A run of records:
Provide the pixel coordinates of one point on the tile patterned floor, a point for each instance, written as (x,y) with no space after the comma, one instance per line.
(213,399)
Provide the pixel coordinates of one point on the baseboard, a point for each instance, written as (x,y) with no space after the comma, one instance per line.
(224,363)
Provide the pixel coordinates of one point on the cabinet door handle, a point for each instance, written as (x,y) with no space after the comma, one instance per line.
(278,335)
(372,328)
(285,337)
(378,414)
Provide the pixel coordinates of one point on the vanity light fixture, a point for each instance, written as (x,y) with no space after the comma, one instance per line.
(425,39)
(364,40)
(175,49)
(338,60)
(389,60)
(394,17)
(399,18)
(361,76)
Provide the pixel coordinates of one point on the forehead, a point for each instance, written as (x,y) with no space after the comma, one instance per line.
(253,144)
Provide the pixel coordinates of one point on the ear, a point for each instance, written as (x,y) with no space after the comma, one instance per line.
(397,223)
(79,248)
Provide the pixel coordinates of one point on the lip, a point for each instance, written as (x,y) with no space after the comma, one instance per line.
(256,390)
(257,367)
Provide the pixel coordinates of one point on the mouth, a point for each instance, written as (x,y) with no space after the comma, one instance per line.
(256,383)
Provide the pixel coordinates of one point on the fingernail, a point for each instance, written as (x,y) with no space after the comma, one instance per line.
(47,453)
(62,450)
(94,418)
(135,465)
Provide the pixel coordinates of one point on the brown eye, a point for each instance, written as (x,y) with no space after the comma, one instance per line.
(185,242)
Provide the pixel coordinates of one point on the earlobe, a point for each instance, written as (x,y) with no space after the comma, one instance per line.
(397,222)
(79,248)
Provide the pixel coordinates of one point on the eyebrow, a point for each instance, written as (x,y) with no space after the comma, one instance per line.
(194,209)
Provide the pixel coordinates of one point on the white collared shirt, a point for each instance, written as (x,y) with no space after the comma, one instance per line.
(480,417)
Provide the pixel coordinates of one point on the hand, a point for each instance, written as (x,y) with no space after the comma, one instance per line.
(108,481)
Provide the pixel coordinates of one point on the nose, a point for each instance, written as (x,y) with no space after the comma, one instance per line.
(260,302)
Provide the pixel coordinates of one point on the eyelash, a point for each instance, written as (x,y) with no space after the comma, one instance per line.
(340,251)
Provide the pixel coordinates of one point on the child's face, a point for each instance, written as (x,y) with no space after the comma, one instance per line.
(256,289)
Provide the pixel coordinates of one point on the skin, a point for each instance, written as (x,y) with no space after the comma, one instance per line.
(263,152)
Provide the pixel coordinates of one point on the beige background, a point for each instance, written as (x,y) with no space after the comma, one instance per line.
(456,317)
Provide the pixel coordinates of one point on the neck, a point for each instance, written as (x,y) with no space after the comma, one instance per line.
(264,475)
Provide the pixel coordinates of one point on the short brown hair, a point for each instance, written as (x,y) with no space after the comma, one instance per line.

◆ **Set problem**: Write out every line of the material again, exactly as it reads.

◆ **Answer below**:
Provide the pixel coordinates of one point on the tile patterned floor, a point for each instance, written as (x,y) with no space after the comma, one instance per line.
(213,399)
Provide the pixel coordinates of one point on the baseboard, a point for each instance, written as (x,y) with no space after the comma, one instance per line.
(224,363)
Provide the pixel coordinates of one point on the cabinet door handle, a point for each instance, written as (x,y) with no space after the comma, one instance per line.
(278,335)
(372,328)
(285,337)
(378,414)
Provide the pixel coordinates of one point on the vanity light fixture, a point for each instance, written as (x,y) with no space after the comma, one instance per line.
(425,39)
(364,40)
(175,49)
(338,60)
(389,60)
(394,17)
(399,18)
(361,76)
Provide the pixel coordinates of one point on the forehead, a point for each instance, written as (x,y) with no space after the comma, one instance per line.
(253,144)
Provide the pixel coordinates of one point on the ear, a point for each instance, written as (x,y) with no space after the comma, one instance per line.
(397,223)
(79,248)
Provide the pixel coordinates of one point on the lip, a point for each instance, written as (x,y) with no space after the comma, one instance per line.
(256,390)
(257,367)
Provide the pixel coordinates of one point on the mouth, a point for each instance, written as (x,y) with no space after the comma, one instance per line.
(256,383)
Provide the pixel coordinates of one point on the fingernail, a point for each instance, written as (x,y) with no space after the comma, one instance per line.
(47,453)
(62,450)
(94,418)
(135,465)
Provide the pixel coordinates of one point on the brown eye, a point for each instance, written as (x,y) with no space after the comma, one instance per line.
(185,242)
Provide the pixel coordinates of one point on the earlobe, a point for each instance, written as (x,y) with no space after the comma, one instance per line.
(397,222)
(79,248)
Provide the pixel coordinates of one point on the eyebrow, a point for each instance, written as (x,y) with no space after the comma, one instance per line.
(194,209)
Provide the pixel coordinates of one point on the white collared shirt, a point for each instance, written as (x,y) with no space after the comma, one instance per line.
(480,417)
Provide the pixel coordinates of one point on the hand, a point for each instance, written as (x,y) with no space after the comma, one instance per line.
(108,481)
Provide the pixel coordinates of one point on the nose, a point for each instance, written as (x,y) with no space after the comma, one instance per line.
(260,302)
Provide the pixel coordinates of one point on the eyelash, a point for each instance, written as (x,y) with no space after the comma, one instance per line.
(340,251)
Provide the pixel coordinates of one point on the child's face, a point for each instance, written as (x,y) with no space after the comma, one instance per line.
(256,289)
Provide the pixel coordinates of one point on the skin, a point for each instance, written as (x,y) with no space after the comma, one instance per line.
(263,152)
Provide the pixel coordinates of one point on the beige background, a point for each instance, written as (x,y) with no space after the comma, one instance per line.
(456,317)
Provide the pixel coordinates of one point on the neck, a point for each instance, written as (x,y) with no space after the comma, one instance per line.
(264,475)
Provide the pixel coordinates of one point on the short brown hair, a point for each instance, written as (x,y) with no space after the comma, one instance per line.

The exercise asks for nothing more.